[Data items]
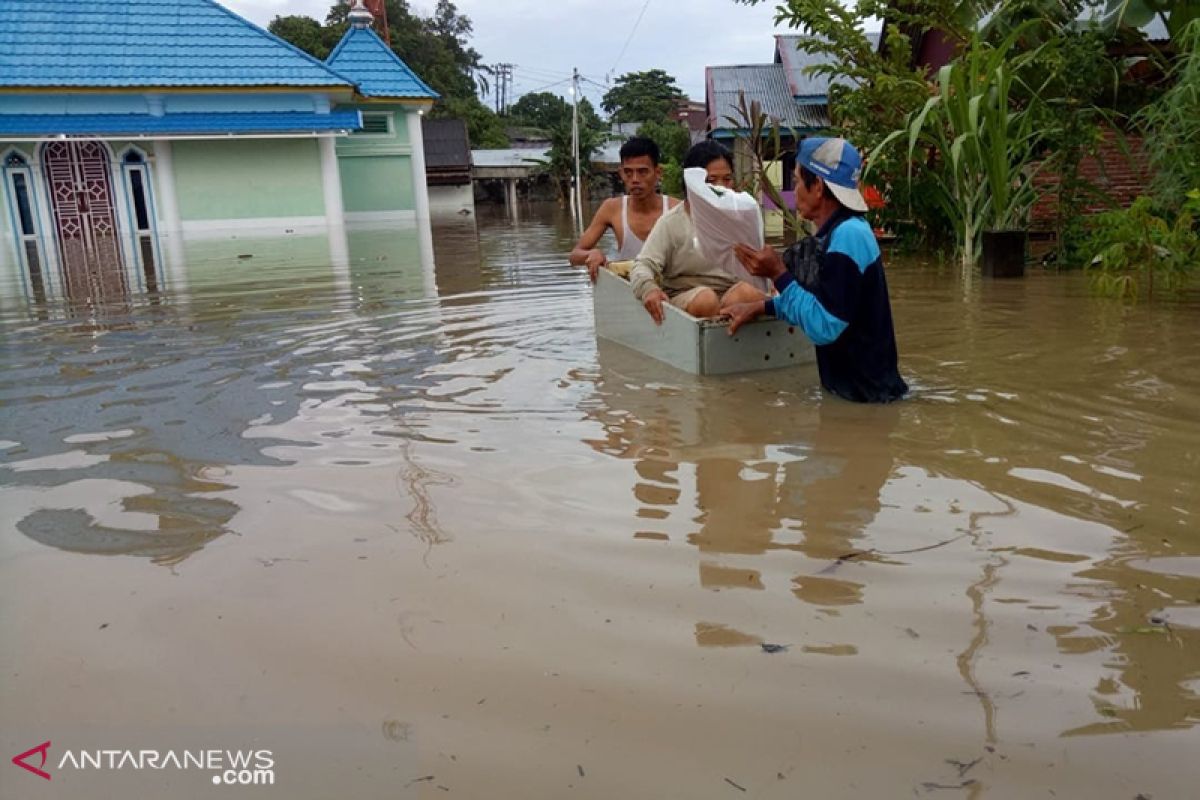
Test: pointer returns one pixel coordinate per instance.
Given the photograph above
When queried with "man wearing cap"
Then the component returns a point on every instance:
(832, 284)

• [What to work on]
Format the lines above as a Markdown table with two columns, Row and Line, giving each line its own numbered row and skipping any blank lines. Leave the pictures out of the table.

• [Exercise output]
| Row | Line |
|---|---|
| 1 | Test: pointer returns one pixel coordinate per instance. |
| 2 | Given the photograph above |
| 3 | When queried with "man wearing cap" |
| 4 | Then the component returns a point on every instance: |
| 5 | (832, 284) |